- SELECTED EXTRACT -
# Basement remodel time.



## KUIPORNG (Jan 11, 2006)

*My Comments*

If you worry so much about the codes, why don't you apply the permit first before any constructions... then let the permit people tell you what to do... as you can ask millions free consultation questions (after you pay the permit fee)...

I heard people use 2x3 but never heard of 2x2 to do framing... even 2x3 I doubit it complies with codes... but why not go with the standard 2x4....

and dricore is an expensive choice, for the same result you can use OSB board on top of those hard plastic sheet....it cost 1/3 of the dricore...


----------



## AtlanticWBConst. (May 12, 2006)

Bcoleman6 said:


> ...So, far I have decided on a dricore sub floor, laminate padding and then laminate floor. I plan on laying all the dricore then placing 1" XPS on the walls. I think I will frame with 2"x2" on top of the dricore and then attach drywall to the ceiling then walls.


I think your choice of sub floor material and finish floor materials are good. http://www.dricore.com/en/eIndex.aspx
Question: Are you sure that you printed the 2" x 2" framing dimensions correctly? That is not a feasible plan for constructing partition walls.



Bcoleman6 said:


> ...
> Is the is adequate for a moisture and vapor barrier?


Dricore considers their product's bottom layer as a vapor barrier.

From the Dricore site: 
http://www.dricore.com/en/aboutus.aspx-
_"DRIcore is a floating subfloor made with a raised high density polyethylene *moisture barrier base* bonded to an engineered Random Wafer board designed to allow air to flow underneath the subfloor system keeping floors warm and dry."_



Bcoleman6 said:


> ...
> Also what is the best way to insulate the sill plate?


What walls will be on the concrete? I am confused, you stated this earlier: 


Bcoleman6 said:


> ...So, far I have decided on a dricore sub floor,..... I think I will frame.....on top of the dricore.....

- WHAT YOU NEED TO DO -
a: Answer these questions from the basement remodel thread, one answer per line, marked the same way:
(i) What does KUIPORNG propose instead of dricore, and at what fraction of its cost?
(ii) What does Dricore consider the bottom layer of its product to be?
(iii) How does AtlanticWBConst. judge 2" x 2" framing for partition walls?
b: Please summarize the basement remodel thread in two sentences.
c: Write the next part of the basement remodel thread, picking up after its final quoted line.

- DATASET -
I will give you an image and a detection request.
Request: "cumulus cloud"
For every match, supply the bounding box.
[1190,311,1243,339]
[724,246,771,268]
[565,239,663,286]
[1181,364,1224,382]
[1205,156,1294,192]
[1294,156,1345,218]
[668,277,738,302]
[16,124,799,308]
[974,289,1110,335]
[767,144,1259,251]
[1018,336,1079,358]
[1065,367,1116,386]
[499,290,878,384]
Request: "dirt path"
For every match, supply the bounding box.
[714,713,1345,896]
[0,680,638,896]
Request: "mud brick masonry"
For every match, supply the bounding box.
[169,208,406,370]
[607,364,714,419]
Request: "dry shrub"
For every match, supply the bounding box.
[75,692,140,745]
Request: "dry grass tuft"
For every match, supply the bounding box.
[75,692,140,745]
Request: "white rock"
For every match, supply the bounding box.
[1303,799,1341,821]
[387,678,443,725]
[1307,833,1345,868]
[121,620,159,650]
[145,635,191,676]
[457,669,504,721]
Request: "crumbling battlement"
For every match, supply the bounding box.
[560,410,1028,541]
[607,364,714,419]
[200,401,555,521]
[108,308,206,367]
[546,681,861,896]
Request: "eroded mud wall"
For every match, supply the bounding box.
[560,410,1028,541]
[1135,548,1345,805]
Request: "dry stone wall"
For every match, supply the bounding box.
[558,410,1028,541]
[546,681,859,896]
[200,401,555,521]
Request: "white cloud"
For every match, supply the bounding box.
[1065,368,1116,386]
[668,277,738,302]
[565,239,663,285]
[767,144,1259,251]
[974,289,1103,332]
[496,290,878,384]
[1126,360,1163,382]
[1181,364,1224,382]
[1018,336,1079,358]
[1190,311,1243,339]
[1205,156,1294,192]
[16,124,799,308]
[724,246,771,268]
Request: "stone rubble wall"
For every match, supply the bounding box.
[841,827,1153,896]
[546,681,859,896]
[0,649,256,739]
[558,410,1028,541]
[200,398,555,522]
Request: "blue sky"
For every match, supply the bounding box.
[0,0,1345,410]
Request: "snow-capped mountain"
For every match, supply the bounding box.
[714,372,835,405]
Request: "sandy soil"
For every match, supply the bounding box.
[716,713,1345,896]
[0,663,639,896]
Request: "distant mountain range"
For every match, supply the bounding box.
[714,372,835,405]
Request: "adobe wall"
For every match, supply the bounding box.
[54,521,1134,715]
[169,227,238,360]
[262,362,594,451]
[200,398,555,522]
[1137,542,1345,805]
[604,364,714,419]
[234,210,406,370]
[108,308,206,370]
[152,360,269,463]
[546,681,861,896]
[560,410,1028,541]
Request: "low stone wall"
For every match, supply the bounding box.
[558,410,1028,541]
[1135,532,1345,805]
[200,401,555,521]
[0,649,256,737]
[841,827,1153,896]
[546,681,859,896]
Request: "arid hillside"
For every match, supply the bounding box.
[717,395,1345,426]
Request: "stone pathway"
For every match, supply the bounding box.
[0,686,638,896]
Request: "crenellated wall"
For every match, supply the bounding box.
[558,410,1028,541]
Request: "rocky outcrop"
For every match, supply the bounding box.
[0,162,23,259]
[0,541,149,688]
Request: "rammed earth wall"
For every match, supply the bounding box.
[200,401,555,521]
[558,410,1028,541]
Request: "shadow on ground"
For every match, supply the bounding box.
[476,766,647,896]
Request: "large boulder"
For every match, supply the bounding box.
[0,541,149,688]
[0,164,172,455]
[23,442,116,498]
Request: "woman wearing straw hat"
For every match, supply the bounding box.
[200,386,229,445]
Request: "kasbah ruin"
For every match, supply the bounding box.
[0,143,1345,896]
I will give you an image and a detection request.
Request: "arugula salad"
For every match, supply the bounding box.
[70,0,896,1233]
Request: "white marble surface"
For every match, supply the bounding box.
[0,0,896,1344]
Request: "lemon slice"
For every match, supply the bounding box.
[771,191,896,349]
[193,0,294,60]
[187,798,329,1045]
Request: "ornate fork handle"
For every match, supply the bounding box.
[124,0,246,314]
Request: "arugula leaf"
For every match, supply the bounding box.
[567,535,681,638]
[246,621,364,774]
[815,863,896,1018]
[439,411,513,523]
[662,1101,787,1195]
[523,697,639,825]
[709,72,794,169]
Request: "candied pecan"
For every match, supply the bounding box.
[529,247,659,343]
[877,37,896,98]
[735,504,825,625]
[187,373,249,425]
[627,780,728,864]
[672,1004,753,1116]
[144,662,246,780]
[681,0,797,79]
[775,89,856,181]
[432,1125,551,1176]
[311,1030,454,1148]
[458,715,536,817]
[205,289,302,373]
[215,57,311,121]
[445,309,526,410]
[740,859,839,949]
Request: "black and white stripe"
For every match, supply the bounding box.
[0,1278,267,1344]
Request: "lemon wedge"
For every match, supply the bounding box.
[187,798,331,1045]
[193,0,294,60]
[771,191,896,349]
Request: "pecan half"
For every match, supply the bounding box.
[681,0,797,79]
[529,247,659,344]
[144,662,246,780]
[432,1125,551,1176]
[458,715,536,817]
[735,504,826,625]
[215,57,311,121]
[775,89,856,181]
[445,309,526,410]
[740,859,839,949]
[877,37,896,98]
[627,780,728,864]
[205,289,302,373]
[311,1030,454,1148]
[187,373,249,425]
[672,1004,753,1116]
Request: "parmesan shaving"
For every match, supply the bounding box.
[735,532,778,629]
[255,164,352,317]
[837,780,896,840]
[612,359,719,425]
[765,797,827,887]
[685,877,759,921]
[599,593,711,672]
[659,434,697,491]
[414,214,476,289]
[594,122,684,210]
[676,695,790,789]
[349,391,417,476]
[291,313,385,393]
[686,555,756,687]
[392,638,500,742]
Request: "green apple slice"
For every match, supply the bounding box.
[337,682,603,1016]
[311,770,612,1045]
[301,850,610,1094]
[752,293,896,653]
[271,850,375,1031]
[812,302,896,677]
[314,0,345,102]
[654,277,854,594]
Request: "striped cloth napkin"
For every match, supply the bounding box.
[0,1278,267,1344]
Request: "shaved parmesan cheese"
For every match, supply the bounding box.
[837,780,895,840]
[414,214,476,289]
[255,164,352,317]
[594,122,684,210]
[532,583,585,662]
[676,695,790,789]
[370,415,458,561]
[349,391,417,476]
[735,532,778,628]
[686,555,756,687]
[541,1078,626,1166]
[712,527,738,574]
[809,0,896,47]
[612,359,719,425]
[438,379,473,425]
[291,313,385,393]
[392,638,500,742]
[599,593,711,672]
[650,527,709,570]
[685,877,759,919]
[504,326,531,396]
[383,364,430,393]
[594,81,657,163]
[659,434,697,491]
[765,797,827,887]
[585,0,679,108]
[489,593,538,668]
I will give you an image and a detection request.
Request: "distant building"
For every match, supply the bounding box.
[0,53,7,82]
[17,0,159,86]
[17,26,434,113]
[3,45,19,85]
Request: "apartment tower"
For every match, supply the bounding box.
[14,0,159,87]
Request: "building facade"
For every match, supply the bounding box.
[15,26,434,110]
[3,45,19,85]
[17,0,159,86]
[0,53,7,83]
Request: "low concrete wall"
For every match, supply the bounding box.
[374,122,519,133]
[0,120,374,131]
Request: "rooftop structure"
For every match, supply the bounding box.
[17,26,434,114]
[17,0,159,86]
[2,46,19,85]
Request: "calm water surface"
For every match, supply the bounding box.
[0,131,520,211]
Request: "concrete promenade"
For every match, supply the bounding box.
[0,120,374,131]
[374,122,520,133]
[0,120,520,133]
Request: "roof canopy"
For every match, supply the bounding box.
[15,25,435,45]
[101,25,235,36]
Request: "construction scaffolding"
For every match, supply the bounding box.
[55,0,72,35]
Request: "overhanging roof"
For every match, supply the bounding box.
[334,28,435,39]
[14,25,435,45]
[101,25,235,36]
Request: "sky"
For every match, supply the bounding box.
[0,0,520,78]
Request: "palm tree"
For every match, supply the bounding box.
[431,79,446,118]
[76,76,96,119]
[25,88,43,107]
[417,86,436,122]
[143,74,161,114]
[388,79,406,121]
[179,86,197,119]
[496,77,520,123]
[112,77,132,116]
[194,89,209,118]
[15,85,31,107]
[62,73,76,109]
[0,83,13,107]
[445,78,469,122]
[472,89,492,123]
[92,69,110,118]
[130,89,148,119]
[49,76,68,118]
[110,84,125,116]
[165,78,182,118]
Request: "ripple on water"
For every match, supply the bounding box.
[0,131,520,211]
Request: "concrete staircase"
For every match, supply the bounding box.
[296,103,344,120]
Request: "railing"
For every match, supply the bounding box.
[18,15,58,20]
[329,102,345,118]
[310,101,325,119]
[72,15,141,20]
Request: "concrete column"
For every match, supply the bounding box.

- SOLVED TASKS -
a:
(i) OSB board on top of hard plastic sheet, at 1/3 the cost of dricore.
(ii) A vapor barrier.
(iii) It is not a feasible plan for constructing partition walls.

b: KUIPORNG suggests getting a permit before construction so the permit staff can answer code questions, doubts 2x2 or even 2x3 framing in favor of standard 2x4, and calls dricore an expensive choice compared with OSB over hard plastic sheet at a third of the cost. AtlanticWBConst. approves Bcoleman6's subfloor and finish floor choices, says 2" x 2" framing is not feasible for partition walls, quotes Dricore's description of its moisture barrier base, and asks which walls will be on the concrete.

c:
I am not sure if you are talking about your new wall sill plates, or your existing home's sill plates (mud sills)?



Bcoleman6 said:


> ...
> I am thinking xps and great stuff. I know the drywall should be a 1/4" off the floor, does this go for the XPS also?


It is not necessary to install the XPS off the floor.
As far as installing the sheetrock 1/4" off the floor, doing so is very little protection, in terms of, avoiding mold and mildew. I suggest that you consider these options below: 

1.) Paperless sheetrock on the lower areas, and XP Board on the upper areas. 
2.) Paperless sheetrock everywhere. 

Information:

XP Board (mold/mildew resistant core, and treated paper surface): http://www.nationalgypsum.com/products/product69.aspx

Paperless Sheetrock (Mold/mildew resistant core, and surface material): http://www.gp.com/BUILD/product.aspx?pid=4659



Bcoleman6 said:


> ...
> How do I attach the XPS to the wall? I assume glue and then tape the joints.


Yes, glue and tyvek tape would be my recommendation.

Tyvek Tape: http://www2.dupont.com/Tyvek_Construction/en_US/products/residential/products/tape.html




Bcoleman6 said:


> ...
> On a different note, and maybe this should go in a different thread. Local code states a window in the basement bedroom must be a minimum of 44" off the floor. Ours is of course 47" now we planned on just building up the floor, but we would then not have 7' between floor and ceiling which is a code violation. So, our options are: 1. build the bedroom so the the back door is in the room (it is a walkout basement. 2. Cut the concrete down so it is 44" off the ground and install a new window. Is option 2 even possible. I hope so because I really don't like option 1.


IMHO, I'd go with Option 1: Leaving the walkout door for entertainment use/access and direct means of egress. Cut out the lower area of the window opening for code-required bedroom means of egress.
This really is not a difficult option, nor an expensive one (if you hire out the cutting - which I recommend you do.... Generally, the cutting rates are based on SF or cubic feet, and you don't have that much to cut out)


----------



## Ron6519 (Mar 28, 2007)

The amount of insulation you would need is dependent on where you live(another code). Your plan might work in Georgia, not so much in Maine.
As to the floor, there are many laminates that are not recommended for below grade. If you find one that is, you will need to put down a dual purpose foam/plastic backing down as the dricore is not sealed at the seams and miosture can migrate up.
Ron


----------



## AtlanticWBConst. (May 12, 2006)

Ron6519 said:


> ....the dricore is not sealed at the seams and miosture can migrate up.
> Ron


The average basement floor will be fine with a system like Dricore.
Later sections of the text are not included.